PAGE:
┄┄┄┄┄┄┄┄┄┄┄┄┄┄┄┄┄┄┄┄
C’est dans ce contexte que les NFT ont émergé comme une solution salvatrice.
Des artistes comme Kings of Leon se sont rapidement emparés de cette
technologie, lançant en 2021 un album sous forme de NFT, une première mondiale.
Résultat : plus de 2 millions de dollars générés en quelques jours.
Selon le rapport
CSPLA de 2022, les transactions de NFT dans le secteur
musical ont représenté environ 145 millions de dollars. Mais ce chiffre,
impressionnant à première vue, cache une réalité contrastée. Les NFT ont
rapidement dépassé leur rôle de curiosité technologique pour devenir un sujet
sérieux, porté par des plateformes comme Pianity ou Catalog.
┄┄┄┄┄┄┄┄┄┄┄┄┄┄┄┄┄┄┄┄
CONSIGNES:
(1) D'après la page, combien l'album de Kings of Leon sorti sous forme de NFT a-t-il rapporté en quelques jours ?
(2) Résumez la page en deux phrases.
(3) Reproduisez la page depuis « Des artistes comme » jusqu'à « en quelques jours. » inclus.

EXTRAIT DES DONNÉES:
┄┄┄┄┄┄┄┄┄┄┄┄┄┄┄┄┄┄┄┄
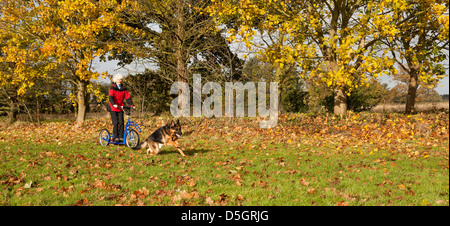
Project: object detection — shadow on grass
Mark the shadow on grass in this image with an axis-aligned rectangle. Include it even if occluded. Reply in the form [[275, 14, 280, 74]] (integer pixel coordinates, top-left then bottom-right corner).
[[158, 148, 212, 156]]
┄┄┄┄┄┄┄┄┄┄┄┄┄┄┄┄┄┄┄┄
CORRIGÉ:
(1) Plus de 2 millions de dollars.

(2) Les NFT sont apparus comme une solution salvatrice, et Kings of Leon a lancé en 2021 un album sous forme de NFT, une première mondiale qui a généré plus de 2 millions de dollars en quelques jours. Selon le rapport CSPLA de 2022, les transactions de NFT dans le secteur musical ont représenté environ 145 millions de dollars, un chiffre qui cache une réalité contrastée, tandis que les NFT sont devenus un sujet sérieux porté par des plateformes comme Pianity ou Catalog.

(3)
Des artistes comme Kings of Leon se sont rapidement emparés de cette
technologie, lançant en 2021 un album sous forme de NFT, une première mondiale.
Résultat : plus de 2 millions de dollars générés en quelques jours.